List of tasks –
1. Summarize the forum posts in two sentences.
2. Say whether each statement agrees with the forum posts, answering yes or no and quoting the words that decide it.
(a) katiebour began internet dating through a dating service.
(b) genuine_goals says attitude matters more than how much money a woman has.
(c) katiebour and the man she is currently dating write poetry similar in tone and feeling.

Text to read –
^^^^
Author genuine_goals Posted June 17, 2005 Author Posted June 17, 2005 Originally posted by ReluctantRomeo Well, I would ask female and male friends for their honest opinions. Ask them not to spare your feelings. I have asked women before, as well as ex girlfriends, etc. In fact, my one ex stated and I quote " You're a great guy, and you took care of me. You're attractive, very intelligent and funny, but I just wasn't happy" I'd also take time to examine your pattern - you do seem to end up with a lot of users, so maybe you're being too much the parent. Or if you have problems of your own which attract these women. Maybe I do attract these women, but the way I see it, I chose from what is available. I don't certainly go out looking for a loser woman. Although to me, I could care less about how much money they have, it's the attitude that matters. Doesn't work for me. I have the perfect single life, yet the happiest times in my life have always been with one of the Juliets. Romeos need Juliets. It's just the way we're made. I totally agree with you here. You stated exactly my point. I'll write more later.
katiebour Posted June 17, 2005 Posted June 17, 2005 Just out of curiosity- how do you meet the women you date? What kind of criteria do you use to filter out possible dates? The main thing that attracted me to the guy I'm currently dating is that instead of giving me a rundown of his good qualities and trying to sell himself to me, he was open and honest about his emotions. Of course, the fact that he and I write poetry that's very similar in tone and feeling helps too- it's like recognizing a kindred spirit. When I began trying internet dating (not a service, off of craigslist) I saw a lot of posts that went like this: "28-year old successful banker who works out 3 days a week looking for successful, attractive, height-weight-proportionate woman who has no emotional baggage." Needless to say, I am a real woman with a real life, including a few extra pounds and some emotional baggage. I certainly wouldn't respond to an ad like that. The ones I responded to had a filtering process similar to my own- they were very up-front about their strengths and weaknesses, sincere in their desire to find a real, loving woman, even if she comes with some hang-ups. If they demonstrated in some way that they were good communicators and/or in touch with their feelings, that helped too. To sum up, I'd take a look at how you select women to date, and whether your criteria are driving away the kind of woman you're looking for. Take a ballroom dancing class. Women love to dance.
^^^^
Stored rows –
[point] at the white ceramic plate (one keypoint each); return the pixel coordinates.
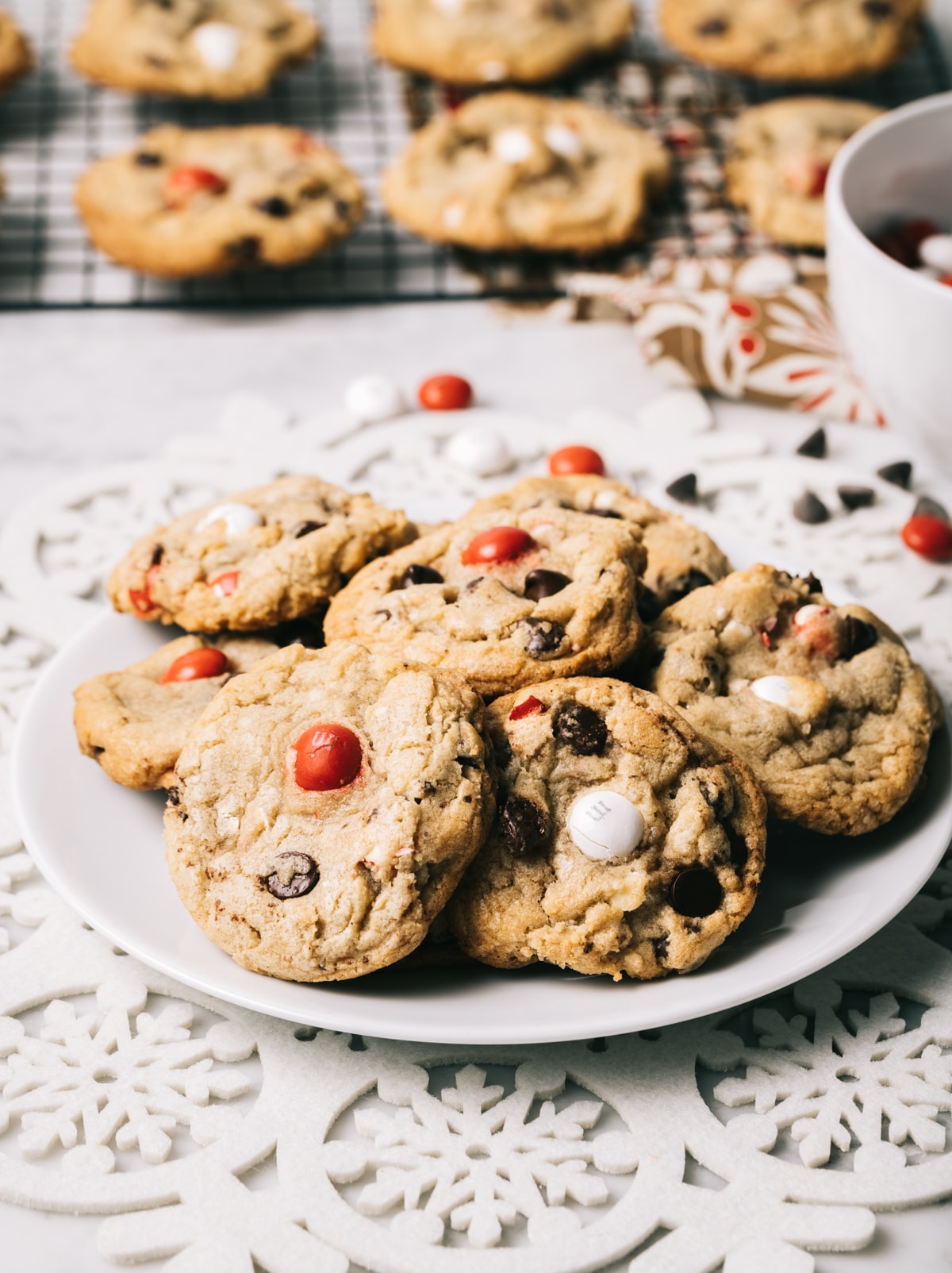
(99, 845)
^^^^
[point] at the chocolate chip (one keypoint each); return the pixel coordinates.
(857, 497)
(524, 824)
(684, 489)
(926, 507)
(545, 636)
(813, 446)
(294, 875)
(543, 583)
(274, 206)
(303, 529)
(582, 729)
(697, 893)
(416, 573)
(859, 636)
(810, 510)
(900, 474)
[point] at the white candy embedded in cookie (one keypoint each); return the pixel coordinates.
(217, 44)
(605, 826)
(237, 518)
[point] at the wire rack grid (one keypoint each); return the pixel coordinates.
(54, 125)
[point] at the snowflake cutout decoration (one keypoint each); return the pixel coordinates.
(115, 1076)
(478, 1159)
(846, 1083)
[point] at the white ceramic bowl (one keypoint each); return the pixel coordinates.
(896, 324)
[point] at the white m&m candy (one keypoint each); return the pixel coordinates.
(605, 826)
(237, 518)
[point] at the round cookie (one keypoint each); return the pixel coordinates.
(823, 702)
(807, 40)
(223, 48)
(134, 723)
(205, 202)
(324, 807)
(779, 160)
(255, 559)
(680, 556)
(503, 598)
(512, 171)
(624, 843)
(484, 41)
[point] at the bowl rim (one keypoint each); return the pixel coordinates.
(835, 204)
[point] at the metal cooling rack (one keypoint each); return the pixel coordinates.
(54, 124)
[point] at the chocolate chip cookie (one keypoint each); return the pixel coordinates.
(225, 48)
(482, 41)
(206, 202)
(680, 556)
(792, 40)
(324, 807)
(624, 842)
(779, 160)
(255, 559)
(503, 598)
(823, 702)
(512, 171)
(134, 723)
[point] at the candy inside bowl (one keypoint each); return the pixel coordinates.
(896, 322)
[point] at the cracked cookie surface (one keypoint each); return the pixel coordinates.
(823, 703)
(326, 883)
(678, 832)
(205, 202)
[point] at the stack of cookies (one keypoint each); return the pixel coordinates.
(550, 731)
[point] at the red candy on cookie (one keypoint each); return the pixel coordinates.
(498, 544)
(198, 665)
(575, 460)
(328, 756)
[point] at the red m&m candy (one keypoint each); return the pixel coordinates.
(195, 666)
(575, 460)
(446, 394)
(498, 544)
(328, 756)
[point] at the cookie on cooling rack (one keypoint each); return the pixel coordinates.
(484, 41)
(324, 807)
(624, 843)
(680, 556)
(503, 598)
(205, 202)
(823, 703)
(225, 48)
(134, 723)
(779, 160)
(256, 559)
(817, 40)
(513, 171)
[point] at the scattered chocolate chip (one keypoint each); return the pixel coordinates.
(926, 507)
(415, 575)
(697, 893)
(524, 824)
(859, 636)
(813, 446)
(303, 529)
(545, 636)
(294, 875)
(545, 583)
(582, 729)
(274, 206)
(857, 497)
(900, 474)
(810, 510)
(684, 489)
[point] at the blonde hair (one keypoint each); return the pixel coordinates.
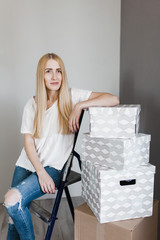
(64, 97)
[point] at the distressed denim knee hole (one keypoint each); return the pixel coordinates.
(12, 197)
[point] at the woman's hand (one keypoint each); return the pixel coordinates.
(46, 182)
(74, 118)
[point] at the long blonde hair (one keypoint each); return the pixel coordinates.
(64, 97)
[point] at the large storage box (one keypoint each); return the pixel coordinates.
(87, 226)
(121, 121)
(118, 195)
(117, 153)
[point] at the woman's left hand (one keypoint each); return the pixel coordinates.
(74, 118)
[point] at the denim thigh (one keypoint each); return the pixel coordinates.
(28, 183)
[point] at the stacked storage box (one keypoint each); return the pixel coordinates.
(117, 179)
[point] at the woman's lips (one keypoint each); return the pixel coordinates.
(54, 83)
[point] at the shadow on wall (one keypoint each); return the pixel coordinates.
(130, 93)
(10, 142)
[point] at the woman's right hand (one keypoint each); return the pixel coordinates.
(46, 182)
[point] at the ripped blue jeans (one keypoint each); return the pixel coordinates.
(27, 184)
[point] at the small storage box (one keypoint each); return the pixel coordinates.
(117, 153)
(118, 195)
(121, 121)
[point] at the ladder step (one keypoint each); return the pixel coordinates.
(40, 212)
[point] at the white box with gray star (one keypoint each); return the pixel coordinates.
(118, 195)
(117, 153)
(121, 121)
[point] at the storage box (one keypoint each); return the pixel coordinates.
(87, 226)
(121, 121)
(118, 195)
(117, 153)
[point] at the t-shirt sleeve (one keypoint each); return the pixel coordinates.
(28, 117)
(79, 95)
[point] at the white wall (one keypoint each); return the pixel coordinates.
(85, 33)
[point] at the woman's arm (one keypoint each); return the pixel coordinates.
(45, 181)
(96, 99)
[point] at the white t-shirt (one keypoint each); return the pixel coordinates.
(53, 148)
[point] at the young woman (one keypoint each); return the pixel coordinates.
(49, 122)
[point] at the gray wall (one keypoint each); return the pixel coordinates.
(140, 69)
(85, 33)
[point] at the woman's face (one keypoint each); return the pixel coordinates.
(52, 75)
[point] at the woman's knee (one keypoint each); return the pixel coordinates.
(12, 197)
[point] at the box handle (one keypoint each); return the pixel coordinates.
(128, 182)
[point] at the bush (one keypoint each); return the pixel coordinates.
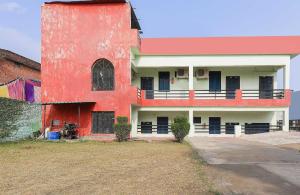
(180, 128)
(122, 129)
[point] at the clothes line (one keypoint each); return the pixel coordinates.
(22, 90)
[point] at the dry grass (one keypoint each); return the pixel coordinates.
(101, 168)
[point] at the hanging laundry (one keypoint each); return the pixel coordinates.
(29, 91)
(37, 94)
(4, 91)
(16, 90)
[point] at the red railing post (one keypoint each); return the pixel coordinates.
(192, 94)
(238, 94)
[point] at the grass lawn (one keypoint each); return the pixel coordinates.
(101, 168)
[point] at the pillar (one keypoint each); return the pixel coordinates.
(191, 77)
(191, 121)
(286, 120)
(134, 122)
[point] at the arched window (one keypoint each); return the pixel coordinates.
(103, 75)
^^^^
Results in order –
1. genuine_goals says women and ex-girlfriends have already been asked for honest opinions, denies looking for "a loser woman," and insists that "Romeos need Juliets." katiebour asks how genuine_goals meets women and advises checking whether the dating criteria drive away the kind of woman sought, and also suggests a ballroom dancing class.

2.
(a) No: "When I began trying internet dating (not a service, off of craigslist)"
(b) Yes: "I could care less about how much money they have, it's the attitude that matters."
(c) Yes: "he and I write poetry that's very similar in tone and feeling"